=== LISTED RECORDS ===

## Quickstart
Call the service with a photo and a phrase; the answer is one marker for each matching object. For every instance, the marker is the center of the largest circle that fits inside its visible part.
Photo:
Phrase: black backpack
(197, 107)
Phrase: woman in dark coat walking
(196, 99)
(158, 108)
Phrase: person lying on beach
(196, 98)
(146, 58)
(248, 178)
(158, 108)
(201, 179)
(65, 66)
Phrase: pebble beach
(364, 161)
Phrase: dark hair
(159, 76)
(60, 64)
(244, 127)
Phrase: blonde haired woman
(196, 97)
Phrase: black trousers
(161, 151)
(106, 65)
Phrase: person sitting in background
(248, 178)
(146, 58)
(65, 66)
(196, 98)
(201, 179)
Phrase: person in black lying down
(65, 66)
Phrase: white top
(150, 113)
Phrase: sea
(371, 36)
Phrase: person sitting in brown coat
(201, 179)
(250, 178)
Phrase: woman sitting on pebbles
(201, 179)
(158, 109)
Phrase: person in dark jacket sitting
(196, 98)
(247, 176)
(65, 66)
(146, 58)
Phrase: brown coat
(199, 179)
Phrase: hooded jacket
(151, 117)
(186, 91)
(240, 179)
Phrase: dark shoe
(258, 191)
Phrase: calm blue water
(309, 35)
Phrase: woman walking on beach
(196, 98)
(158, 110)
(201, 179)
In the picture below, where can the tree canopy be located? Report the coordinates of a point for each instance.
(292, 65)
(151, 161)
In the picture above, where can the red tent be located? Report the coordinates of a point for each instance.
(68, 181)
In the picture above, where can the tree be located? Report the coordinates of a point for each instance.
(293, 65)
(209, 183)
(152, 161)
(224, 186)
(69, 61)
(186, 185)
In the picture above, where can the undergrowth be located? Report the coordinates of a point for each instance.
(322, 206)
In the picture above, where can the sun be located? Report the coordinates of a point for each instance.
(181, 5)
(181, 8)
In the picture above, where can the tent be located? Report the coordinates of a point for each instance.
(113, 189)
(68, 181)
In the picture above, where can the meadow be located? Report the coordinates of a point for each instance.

=== TASK DESCRIPTION ===
Go through the records and print each one exactly.

=== YOUR RESPONSE ===
## Quickstart
Call the service with a photo and a phrase; the answer is one marker for each matching object. For every instance, the marker is the center of the largest circle that fits inside its visible part.
Photo:
Phrase: black backpack
(197, 107)
Phrase: woman in dark coat walking
(196, 99)
(158, 108)
Phrase: person lying on beach
(196, 98)
(146, 58)
(248, 178)
(158, 108)
(201, 179)
(65, 66)
Phrase: pebble beach
(364, 161)
Phrase: dark hair
(159, 76)
(60, 64)
(244, 127)
Phrase: blonde haired woman
(196, 97)
Phrase: black trousers
(161, 151)
(106, 65)
Phrase: person sitting in background
(248, 178)
(146, 58)
(65, 66)
(196, 98)
(201, 179)
Phrase: person in black lying down
(65, 66)
Phrase: white top
(150, 113)
Phrase: sea
(371, 36)
Phrase: person sitting in brown coat
(201, 179)
(250, 178)
Phrase: woman sitting on pebbles
(201, 179)
(158, 109)
Phrase: person in dark jacket sitting
(196, 98)
(247, 176)
(65, 66)
(146, 58)
Phrase: brown coat
(199, 179)
Phrase: hooded jacket
(151, 117)
(186, 91)
(240, 179)
Phrase: dark shoe
(258, 191)
Phrase: calm blue water
(309, 35)
Phrase: woman walking on beach
(196, 98)
(158, 110)
(201, 179)
In the picture below, where can the tree canopy be located? Report the coordinates of a point for each instance.
(292, 65)
(151, 161)
In the picture above, where can the red tent be located? Report the coordinates of a point for each instance.
(68, 181)
In the picture above, where can the tree be located? Report the coordinates of a point for each instance.
(293, 65)
(209, 183)
(152, 161)
(224, 186)
(69, 61)
(186, 185)
In the picture above, where can the undergrowth be located? Report the coordinates of a point for each instance.
(322, 206)
In the picture above, where can the sun be located? Report the coordinates of a point for each instance.
(181, 5)
(181, 8)
In the picture above, where can the tent be located? Report the coordinates of a point for each instance.
(113, 189)
(68, 181)
In the picture above, where can the meadow be located? Report the coordinates of a point for each instance.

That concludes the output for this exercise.